* [Problem to work on]: Pictures do not belong in the copy; quote every entry below exactly.

[Object position labeling entries]
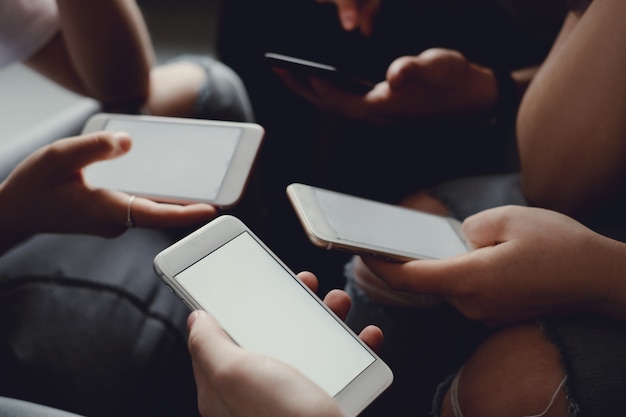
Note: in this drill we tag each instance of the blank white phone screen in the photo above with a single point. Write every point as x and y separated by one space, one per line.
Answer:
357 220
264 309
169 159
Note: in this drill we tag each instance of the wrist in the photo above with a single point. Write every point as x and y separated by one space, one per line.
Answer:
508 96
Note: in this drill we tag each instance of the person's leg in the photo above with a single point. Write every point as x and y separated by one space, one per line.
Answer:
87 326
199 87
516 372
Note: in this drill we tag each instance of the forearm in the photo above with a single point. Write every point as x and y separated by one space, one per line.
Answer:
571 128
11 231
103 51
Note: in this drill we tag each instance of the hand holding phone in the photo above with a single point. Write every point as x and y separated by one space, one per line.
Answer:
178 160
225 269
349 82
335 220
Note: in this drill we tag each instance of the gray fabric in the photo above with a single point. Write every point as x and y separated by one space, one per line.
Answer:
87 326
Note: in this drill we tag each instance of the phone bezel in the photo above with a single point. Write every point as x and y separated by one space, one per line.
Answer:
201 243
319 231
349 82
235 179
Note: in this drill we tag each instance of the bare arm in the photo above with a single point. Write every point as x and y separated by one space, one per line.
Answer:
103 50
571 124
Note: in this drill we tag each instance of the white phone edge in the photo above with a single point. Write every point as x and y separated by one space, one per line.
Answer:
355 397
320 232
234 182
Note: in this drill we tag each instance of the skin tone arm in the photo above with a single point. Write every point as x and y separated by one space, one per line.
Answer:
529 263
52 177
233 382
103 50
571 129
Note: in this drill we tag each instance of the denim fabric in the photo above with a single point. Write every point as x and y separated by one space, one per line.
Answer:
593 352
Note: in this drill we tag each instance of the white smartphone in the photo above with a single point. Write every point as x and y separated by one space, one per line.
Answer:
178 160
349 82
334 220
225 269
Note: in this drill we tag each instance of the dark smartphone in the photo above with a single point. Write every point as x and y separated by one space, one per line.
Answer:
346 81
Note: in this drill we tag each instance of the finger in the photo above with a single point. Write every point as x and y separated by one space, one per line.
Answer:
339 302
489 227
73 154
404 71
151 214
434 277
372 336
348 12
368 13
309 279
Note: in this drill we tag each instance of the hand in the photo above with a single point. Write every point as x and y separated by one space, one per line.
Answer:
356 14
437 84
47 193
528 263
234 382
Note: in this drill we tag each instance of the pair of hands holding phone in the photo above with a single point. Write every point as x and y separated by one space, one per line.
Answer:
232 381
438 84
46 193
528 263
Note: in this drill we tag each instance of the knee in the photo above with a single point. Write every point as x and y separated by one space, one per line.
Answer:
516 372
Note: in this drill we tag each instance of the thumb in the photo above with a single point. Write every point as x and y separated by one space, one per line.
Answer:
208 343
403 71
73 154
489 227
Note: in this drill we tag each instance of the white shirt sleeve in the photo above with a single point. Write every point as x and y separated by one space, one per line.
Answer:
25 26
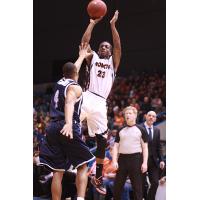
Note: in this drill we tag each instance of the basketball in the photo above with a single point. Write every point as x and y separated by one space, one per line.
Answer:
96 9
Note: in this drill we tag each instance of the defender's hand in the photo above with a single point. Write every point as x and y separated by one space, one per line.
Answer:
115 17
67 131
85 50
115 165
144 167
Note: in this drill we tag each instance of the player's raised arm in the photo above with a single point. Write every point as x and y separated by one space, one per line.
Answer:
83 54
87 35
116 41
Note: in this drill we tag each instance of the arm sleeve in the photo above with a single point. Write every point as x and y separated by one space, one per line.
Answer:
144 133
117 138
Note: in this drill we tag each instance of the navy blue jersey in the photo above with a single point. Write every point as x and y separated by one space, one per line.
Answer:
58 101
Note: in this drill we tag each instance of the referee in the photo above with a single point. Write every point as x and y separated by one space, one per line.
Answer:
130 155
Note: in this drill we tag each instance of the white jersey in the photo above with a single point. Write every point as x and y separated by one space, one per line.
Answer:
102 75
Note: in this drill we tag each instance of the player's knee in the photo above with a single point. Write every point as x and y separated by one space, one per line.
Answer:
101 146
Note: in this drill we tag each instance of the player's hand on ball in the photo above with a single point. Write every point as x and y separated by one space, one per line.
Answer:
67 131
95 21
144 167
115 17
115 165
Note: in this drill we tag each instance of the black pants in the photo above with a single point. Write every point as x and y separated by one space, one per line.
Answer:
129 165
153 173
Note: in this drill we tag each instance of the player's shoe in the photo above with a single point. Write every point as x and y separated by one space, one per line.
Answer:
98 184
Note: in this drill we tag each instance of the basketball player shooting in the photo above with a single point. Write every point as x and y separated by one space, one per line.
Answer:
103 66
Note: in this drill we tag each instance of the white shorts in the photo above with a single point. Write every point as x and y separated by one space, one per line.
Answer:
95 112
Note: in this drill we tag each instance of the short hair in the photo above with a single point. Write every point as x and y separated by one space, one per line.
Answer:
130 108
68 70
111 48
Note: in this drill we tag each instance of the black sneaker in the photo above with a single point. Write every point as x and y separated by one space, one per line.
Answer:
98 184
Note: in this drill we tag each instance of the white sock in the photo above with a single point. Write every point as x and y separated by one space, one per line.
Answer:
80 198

* [Result of this task]:
Note: in this drill we tag each instance of the blank white phone screen in the photo above with a single point. Write every point as x and y separated by one space, one per line.
Answer:
357 220
264 309
169 159
Note: in this drill we tag each instance of the wrist in the photo above with a single point. Write every point as x and y separated by one space, one per line.
Answer:
508 96
Note: in this drill we tag each instance of the person's leg in the photo above with a single point. Write every point as x and y separated by one space, one per line.
Answer:
87 326
199 87
516 372
Note: in this drill we tag each instance of the forearm in the photo above with a single point. Write every point as x and y separated by one space, one per line.
Answer:
571 128
11 231
103 51
Note: in this drill we tag each instance of the hand holding phone in the photo above with a single point. Write every point as x and y separated by one space, one per line.
Answer:
178 160
225 269
349 82
335 220
Note: in this drill we tag each instance of the gray fabric in the photo above with a single point. Write every point as x and y separated by one space, one per line.
Answer:
87 326
Note: in this drill we tag each instance of the phone bezel in the photo above with a single point. Write every point as x and y separated by one space, one per line.
Answer:
201 243
319 231
349 82
235 179
Note: in this drill we tag each instance of the bare arm in the photo above with a single point. Write every point as x and y separated by one space, one per line.
Answer:
103 50
571 124
Note: in this drill we tag each instance of the white phone edge in the photo above with a single point. Write every point as x and y separated by one space, one per line.
Answer:
355 397
320 232
234 182
Note: in this drill we tag each instance of the skin tone arm in the photo above with a single point. Write every point as x and y separated by one space, one per line.
Answer:
529 263
52 177
233 382
103 50
571 129
Note: in this drill we tag each instance of the denim fabric in the photo above with a single point. Write every point as x and y separated by one space, one per line.
Answer:
593 352
Note: in this drill we tag each instance of the white smartphone in the photo above with a single point. Write every point as x and y separated by one space, one per line.
Answer:
178 160
349 82
334 220
225 269
Note: in this drill we tag each instance of the dark smartphone in the photo above with a single point. Write every point as x and y separated by one space, one per line.
Answer:
346 81
Note: in this drill we tag each instance of the finger in the photo above with a single point. Write every point as x and y separated by one space, one per line.
Answer:
339 302
489 227
73 154
404 71
151 214
434 277
372 336
348 12
368 13
309 279
Note: in this drill we tag each instance of the hand in the photo above with a single point. Write every point as x and y separated by one space, one per line.
Answer:
356 14
437 84
47 193
528 263
234 382
Note: in this drill we tag each instance of the pair of hands holding phone in the photo above with a single point. Write every point as x and y separated by one space, one per line.
Answer:
232 381
438 84
46 193
528 263
Note: in this drill we tag each instance of the knee in the photo above with a single point. Write every point as x and y separated by one space, one per line.
Answer:
516 372
Note: in this drill we tag each instance of the thumb in the photo above with a single point. Write every point as x and y separated by one space, one per line.
Answer:
208 343
403 71
73 154
489 227
Note: in this drill we tag each instance of the white shirt sleeve in the photo above with a single point. Write every point as x and y separated by one space, one per line.
Answer:
25 26
Note: in this drill we tag each instance of the basketball in the photo above with a single point. Write every point as x and y separated by one space, one per line.
Answer:
96 9
Note: in this drill we tag each instance of the defender's hand in the photo above with a single point. Write every point as x and y separated by one space, one per line.
Answer:
115 17
67 131
85 50
115 165
144 167
Note: in this drill we tag each instance of the player's raised arm in the photo above with a single point. Write every point as x and y separated by one space, one per line.
Answer:
83 54
87 35
116 41
Note: in this drill we tag each instance of the arm sleeve in the photo above with a single point. Write every point as x and y separated by one space, one per line.
Answer:
144 133
117 138
Note: in this drill we tag each instance of the navy blue jersey in the photo above with a single point. Write every point as x and y separated by one space, one per line.
Answer:
58 101
Note: in this drill we tag each instance of the referee in the photo above with a single point. Write every point as x and y separated by one space, one per line.
Answer:
130 155
Note: in this drill we tag each instance of the white jersey in the photo above with a single point. Write every point as x and y separated by one space, one per line.
Answer:
102 75
Note: in this drill we tag each instance of the player's knee in the photo above with a single point. Write every point as x and y separated by one space, one per line.
Answer:
101 146
Note: in this drill we tag each instance of the player's hand on ball in the photo above with a single point. Write every point as x and y separated by one space, one per line.
Answer:
67 131
95 21
144 167
115 17
115 165
Note: in this drill we tag each instance of the black pants in the photo above with a single point. Write every point as x and y separated by one space, one per line.
Answer:
129 165
153 173
Note: in this drill we tag each instance of the player's shoe in the photo above with a single point. Write every point as x and y separated by one space, one per line.
Answer:
98 184
Note: in this drill we tag each instance of the basketball player shooting in the photo above with a single point. Write every point as x and y separated by one space, one per line.
Answer:
103 66
Note: in this drill we tag each instance of the white shorts in the photo above with a single point. Write every point as x and y separated by one space, one per line.
Answer:
95 112
Note: in this drill we tag each instance of the short hair in the photo above with a single point. Write every point as x and y separated by one space, one per line.
Answer:
130 108
68 70
111 48
Note: in this drill we tag each instance of the black sneaker in the photo above with a single point. Write every point as x and y separated by one space, one per line.
Answer:
98 184
Note: in this drill we tag each instance of the white sock in the photo above with a single point. Write every point as x and y separated by one space, one per line.
Answer:
80 198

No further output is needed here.